**The task:** The listing below contains a span that opens with the line containing "Mark the yellow-green" and closes with the line containing "Mark the orange". Return that span exactly.

**Task inputs:**
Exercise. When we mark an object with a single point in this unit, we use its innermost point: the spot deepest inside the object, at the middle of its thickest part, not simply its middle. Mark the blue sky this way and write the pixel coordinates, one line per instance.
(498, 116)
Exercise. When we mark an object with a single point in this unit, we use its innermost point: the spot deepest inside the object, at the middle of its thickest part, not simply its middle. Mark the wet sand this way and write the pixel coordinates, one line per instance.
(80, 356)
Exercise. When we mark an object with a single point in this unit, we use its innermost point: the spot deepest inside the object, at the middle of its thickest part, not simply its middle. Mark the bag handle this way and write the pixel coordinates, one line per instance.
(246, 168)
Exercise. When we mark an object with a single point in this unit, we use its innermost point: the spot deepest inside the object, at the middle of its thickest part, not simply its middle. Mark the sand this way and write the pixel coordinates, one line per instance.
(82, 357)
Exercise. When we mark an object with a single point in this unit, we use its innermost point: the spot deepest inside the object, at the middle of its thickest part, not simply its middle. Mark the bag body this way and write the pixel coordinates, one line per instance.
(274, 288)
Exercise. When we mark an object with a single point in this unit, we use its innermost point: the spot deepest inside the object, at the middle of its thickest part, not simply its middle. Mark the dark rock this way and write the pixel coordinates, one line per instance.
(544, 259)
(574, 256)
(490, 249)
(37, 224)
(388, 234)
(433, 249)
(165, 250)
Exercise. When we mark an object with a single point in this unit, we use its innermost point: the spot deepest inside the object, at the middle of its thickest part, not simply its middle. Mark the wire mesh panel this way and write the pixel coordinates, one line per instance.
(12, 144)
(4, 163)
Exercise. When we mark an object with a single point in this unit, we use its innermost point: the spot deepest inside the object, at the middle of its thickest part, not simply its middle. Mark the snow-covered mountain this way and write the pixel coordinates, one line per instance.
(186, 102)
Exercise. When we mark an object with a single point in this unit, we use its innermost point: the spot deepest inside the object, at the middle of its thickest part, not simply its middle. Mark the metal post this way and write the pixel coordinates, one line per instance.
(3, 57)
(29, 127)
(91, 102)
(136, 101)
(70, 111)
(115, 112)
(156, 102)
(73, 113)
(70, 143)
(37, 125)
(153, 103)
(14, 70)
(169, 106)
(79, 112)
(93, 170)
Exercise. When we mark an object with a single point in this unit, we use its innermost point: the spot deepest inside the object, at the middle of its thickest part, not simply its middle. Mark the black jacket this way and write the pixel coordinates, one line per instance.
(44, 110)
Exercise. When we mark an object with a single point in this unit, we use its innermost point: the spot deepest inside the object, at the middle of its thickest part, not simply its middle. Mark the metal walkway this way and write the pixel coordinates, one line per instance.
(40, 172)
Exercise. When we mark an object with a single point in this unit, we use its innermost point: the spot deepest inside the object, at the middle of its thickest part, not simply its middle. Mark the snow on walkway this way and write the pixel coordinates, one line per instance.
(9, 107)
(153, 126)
---
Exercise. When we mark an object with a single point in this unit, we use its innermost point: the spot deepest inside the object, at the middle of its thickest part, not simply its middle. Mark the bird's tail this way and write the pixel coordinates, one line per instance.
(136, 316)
--
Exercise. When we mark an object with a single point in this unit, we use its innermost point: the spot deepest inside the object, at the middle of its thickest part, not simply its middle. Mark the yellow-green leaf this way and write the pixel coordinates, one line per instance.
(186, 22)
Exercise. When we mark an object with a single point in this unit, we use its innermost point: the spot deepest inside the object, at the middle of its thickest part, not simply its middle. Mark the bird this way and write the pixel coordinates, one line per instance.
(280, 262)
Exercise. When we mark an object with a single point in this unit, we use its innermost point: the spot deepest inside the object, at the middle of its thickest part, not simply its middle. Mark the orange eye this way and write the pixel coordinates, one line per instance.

**Answer area:**
Exercise. When we mark an object with a single point in this unit, we use its innermost point: the spot deepest inside the object, at the middle of its thickest part, not simply its middle. Mark the yellow-green leaf this way and write the pixel coordinates, one line per instance.
(186, 22)
Exercise. When we mark an object with a single point in this unit, we use its innermost point: the spot deepest inside the object, at the middle of its thickest part, not simply its middle. Mark the bird this way and write the pixel coordinates, one line per instance.
(280, 262)
Exercise. When we mark an object with a single point in this unit, we use its innermost point: the spot deepest inside the object, at the middle of its thickest part, not simply its middle. Mark the orange eye this way and write the pixel coordinates, one line per instance.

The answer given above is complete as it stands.